- Tarefa solicitada 1
Segundo a crítica do filme "Paris, te amo", quem dirigiu o segmento "Père-Lachaise"?
- Tarefa solicitada 2
Indique se cada afirmação abaixo está de acordo com a crítica do filme "Paris, te amo", respondendo sim ou não e citando literalmente as palavras decisivas do texto: (a) no segmento "Faubourg Saint-Denis", a personagem de Natalie Portman se chama Francine; (b) o fantasma de Oscar Wilde é interpretado por Rufus Sewell; (c) Édith Piaf está entre as personalidades enterradas no cemitério Père-Lachaise.
- Tarefa solicitada 3
Retome a crítica do filme "Paris, te amo" a partir da última frase apresentada e dê continuidade ao texto.

- Trecho do documento
※ ※ ※
Como se trata de um filme formado por episódios, a crítica à falta de regularidade é quase um lugar-comum, e afeta também "Paris, te amo". Afinal, colocar diretores de calibres diferentes em sequência é uma forma de se notabilizar suas divergências criativas. Malgrado essa questão de ordem extremamente subjetiva, o filme é um irrestível convite a conhecer inúmeros recantos de um lugar que já se encontra inscrito no imaginário coletivo. Um dos curtas, protagonizado por Natalie Portman, por exemplo, narra a jornada de um jovem cego em busca de um encontro com sua musa inspiradora. O segmento se chama "Faubourg Saint-Denis", e a personagem de Natalie, Francine. É impossível não se apaixonar por ela ao primeiro olhar, o que nos faz constatar ainda que não é somente o olhar que pode nos despertar esse sentimento por alguém. O curta é de uma docilidade ímpar, e deixa uma leve sensação de orfandade quando chega ao seu final.
Vários são os momentos de brilho e de charme do filme, que é capaz de conquistar o espectador à primeira olhadela. Outro instante de inspiração legítima é o segmento "Père-Lachaise", dirigido por Wes Craven. O foco da história é um casal que começa a discutir durante uma visita turística ao cemitério homônimo, num momento de crise na relação. A grande sacada do curta é quando o fantasma de Oscar Wilde interefere no diálogo do casal, gerando uma sequência com um quê de hilariedade e de insolidez. O casal é vivido pelos talentosos Emily Mortimer e Rufus Sewell, e Alexander Payne, que também dá expediente como diretor em um outro curta, personifica o fantasma de um dos maiores escritores que a Inglaterra já teve. Vale lembrar que o cemitério do título é dos pontos turísticos mais valorizados da Cidade-Luz, que atrai multidões de curiosos anualmente. Ele compõe um novo nicho de mercado, o turismo de cemitérios. Lá estão enterradas várias personalidades de renome internacional. Além de Wilde, quem vai até lá encontra os túmulos de Honoré de Balzac, Marcel Proust, Max Ernst, Auguste Comte, Maria Callas, Édith Piaf, Fréderic Chopin e muitos outros.
※ ※ ※
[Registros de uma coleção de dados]
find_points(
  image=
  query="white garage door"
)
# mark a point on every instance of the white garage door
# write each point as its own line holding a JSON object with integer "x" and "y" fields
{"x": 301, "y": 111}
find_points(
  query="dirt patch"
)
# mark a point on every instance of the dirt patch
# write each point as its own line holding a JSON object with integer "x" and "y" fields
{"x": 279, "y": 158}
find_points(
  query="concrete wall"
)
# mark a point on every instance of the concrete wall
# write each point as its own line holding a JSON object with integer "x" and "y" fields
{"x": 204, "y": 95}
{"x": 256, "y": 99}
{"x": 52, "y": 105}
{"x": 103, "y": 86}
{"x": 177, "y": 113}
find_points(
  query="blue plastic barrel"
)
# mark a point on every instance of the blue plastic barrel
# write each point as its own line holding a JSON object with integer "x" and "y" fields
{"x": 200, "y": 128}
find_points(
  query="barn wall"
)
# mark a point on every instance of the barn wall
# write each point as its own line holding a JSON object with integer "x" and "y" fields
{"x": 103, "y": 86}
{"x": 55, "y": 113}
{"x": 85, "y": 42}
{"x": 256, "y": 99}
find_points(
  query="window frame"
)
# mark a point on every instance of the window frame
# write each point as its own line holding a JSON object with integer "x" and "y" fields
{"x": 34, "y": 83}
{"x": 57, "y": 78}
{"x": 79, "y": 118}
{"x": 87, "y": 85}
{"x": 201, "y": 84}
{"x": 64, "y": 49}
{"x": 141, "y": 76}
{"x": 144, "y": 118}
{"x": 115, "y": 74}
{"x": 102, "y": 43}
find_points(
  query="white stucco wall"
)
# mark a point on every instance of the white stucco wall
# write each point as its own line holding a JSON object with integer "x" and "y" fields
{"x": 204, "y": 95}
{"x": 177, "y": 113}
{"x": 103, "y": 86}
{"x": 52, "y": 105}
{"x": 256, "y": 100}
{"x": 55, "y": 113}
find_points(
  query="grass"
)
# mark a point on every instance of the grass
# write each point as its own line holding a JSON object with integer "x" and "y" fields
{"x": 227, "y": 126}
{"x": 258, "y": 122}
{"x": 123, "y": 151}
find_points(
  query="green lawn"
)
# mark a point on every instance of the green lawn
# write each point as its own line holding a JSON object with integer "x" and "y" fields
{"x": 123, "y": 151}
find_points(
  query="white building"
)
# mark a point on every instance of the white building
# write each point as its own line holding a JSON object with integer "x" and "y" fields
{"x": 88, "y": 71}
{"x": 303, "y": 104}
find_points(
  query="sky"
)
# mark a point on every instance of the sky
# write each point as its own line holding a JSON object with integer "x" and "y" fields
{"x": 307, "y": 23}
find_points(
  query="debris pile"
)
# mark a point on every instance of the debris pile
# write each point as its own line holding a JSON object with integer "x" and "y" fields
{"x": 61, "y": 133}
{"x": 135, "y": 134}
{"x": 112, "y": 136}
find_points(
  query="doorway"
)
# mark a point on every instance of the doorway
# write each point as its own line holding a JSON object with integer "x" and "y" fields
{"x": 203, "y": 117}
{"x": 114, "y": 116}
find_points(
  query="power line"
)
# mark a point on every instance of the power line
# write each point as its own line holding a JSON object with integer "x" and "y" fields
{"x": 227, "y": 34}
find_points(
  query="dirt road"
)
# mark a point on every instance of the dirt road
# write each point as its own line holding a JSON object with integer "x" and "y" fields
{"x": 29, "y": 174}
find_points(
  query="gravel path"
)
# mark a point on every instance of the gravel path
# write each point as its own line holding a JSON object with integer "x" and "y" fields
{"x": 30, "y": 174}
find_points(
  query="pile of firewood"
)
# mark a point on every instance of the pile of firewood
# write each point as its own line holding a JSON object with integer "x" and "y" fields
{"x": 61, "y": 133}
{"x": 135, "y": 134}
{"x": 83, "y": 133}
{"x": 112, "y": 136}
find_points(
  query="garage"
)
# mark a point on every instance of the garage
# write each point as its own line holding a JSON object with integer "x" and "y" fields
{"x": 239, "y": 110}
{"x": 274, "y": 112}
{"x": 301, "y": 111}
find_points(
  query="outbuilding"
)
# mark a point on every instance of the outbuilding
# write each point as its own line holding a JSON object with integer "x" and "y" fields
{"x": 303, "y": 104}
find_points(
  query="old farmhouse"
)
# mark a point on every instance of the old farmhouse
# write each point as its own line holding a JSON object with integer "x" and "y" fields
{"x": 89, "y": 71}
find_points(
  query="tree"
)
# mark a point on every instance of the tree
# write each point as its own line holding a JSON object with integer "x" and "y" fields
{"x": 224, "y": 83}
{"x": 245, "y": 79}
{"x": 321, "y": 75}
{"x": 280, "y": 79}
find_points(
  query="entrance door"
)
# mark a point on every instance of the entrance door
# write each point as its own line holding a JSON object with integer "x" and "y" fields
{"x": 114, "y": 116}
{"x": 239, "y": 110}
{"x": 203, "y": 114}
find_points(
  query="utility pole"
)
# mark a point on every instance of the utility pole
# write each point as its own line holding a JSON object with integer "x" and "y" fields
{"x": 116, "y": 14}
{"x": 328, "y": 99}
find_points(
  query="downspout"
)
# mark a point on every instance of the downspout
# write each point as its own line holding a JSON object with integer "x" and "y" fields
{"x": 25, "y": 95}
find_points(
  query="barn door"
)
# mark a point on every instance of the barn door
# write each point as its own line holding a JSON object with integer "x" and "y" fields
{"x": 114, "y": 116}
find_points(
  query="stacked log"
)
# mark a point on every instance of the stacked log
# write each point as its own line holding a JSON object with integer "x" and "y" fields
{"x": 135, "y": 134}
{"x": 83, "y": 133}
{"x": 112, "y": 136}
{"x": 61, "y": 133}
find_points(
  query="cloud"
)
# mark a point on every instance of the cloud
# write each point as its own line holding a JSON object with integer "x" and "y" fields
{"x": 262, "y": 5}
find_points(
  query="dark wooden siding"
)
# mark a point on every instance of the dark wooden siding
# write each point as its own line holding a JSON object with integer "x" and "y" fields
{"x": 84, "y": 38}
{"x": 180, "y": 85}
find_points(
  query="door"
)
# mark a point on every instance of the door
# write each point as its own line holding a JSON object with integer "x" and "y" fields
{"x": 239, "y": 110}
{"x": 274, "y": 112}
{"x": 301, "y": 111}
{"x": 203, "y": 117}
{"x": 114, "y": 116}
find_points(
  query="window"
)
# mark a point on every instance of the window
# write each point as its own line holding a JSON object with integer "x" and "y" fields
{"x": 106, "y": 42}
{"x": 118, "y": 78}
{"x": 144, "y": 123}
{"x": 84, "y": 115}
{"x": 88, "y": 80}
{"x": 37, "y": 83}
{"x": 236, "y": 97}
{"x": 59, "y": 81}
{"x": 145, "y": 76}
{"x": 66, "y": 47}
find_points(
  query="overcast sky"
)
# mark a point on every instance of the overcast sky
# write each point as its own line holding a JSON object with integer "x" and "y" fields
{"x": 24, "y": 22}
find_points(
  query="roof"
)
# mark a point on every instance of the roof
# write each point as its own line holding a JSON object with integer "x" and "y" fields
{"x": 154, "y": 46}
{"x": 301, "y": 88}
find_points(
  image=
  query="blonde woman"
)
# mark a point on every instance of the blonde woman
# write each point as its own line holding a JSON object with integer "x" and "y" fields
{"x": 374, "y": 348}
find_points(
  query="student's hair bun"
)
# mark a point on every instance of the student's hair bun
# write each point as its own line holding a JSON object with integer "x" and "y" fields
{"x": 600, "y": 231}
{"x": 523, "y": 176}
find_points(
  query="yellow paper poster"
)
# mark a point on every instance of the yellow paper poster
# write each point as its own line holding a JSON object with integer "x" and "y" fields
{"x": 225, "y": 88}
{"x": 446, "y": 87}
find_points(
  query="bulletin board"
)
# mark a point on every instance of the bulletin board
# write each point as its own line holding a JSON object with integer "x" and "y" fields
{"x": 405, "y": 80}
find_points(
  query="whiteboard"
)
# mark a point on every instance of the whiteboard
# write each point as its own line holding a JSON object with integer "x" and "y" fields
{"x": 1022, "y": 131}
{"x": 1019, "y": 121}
※ ※ ※
- Resultado da tarefa 1
Wes Craven.

- Resultado da tarefa 2
(a) Sim: «O segmento se chama "Faubourg Saint-Denis", e a personagem de Natalie, Francine.»
(b) Não: «O casal é vivido pelos talentosos Emily Mortimer e Rufus Sewell, e Alexander Payne, que também dá expediente como diretor em um outro curta, personifica o fantasma de um dos maiores escritores que a Inglaterra já teve.»
(c) Sim: «Além de Wilde, quem vai até lá encontra os túmulos de Honoré de Balzac, Marcel Proust, Max Ernst, Auguste Comte, Maria Callas, Édith Piaf, Fréderic Chopin e muitos outros.»

- Resultado da tarefa 3
O teor politizado fica por conta de Walter Salles e Daniela Thomas, que dirigem o segmento "Loin du 16ème". Protagonizado por Catalina Sandino Moreno (Maria cheia de graça), o curta narra a difícil jornada de uma jovem mãe, que precisa cuidar de um bebê que mora do outro lado da cidade, enquanto seu próprio filho permanece em uma creche, sob os cuidados de professoras que lhe são estranhas. A longa viagem da moça de sua casa até seu destino é o momento em que ela reflete sobre sua realidade, na condição de imigrante. Para esses, ainda que de maneira ingrata, Paris também reserva seu espaço, como fica transparente pelas lentes da dupla de diretores que, por aqui, voltaria a se reunir dois anos depois para filmar "Linha de passe", e conquistar em Cannes, outra importante cidade francesa, a Palma de Ouro de atriz para a então quase desconhecida Sandra Corveloni.

Encerrando a série de curtas, mas nem por isso sendo o menos importante e impactante de todos, está o que foi dirigido por Alexander Payne (dos estimados "As confissões de Schmit" e "Sideways - Entre umas e outras"), que traz singeleza ao retratar uma turista que acaba de chegar à capital francesa. Ela está sozinha, e começam a vir à sua mente todas as expectativas que tem em relação à cidade. Quem e o quê pode encontrar, do que pode ou não gostar em seus passeios. Mas, acima de tudo, ela fala de todos nós. Paris acaba sendo uma grande metáfora para a vida, já que é nela que todos depositam suas esperanças, descontam suas frustrações, amam e odeiam, encontram-se e perdem-se, esquecem e lembram, entre tantas outras antíteses inerentes a existência dos seres humanos. Talvez por isso, ou certamente por essa razão, seja o curta que mais nos toca, pois expõe nossos medos e fragilidades com um misto de resignação e humor cáustico.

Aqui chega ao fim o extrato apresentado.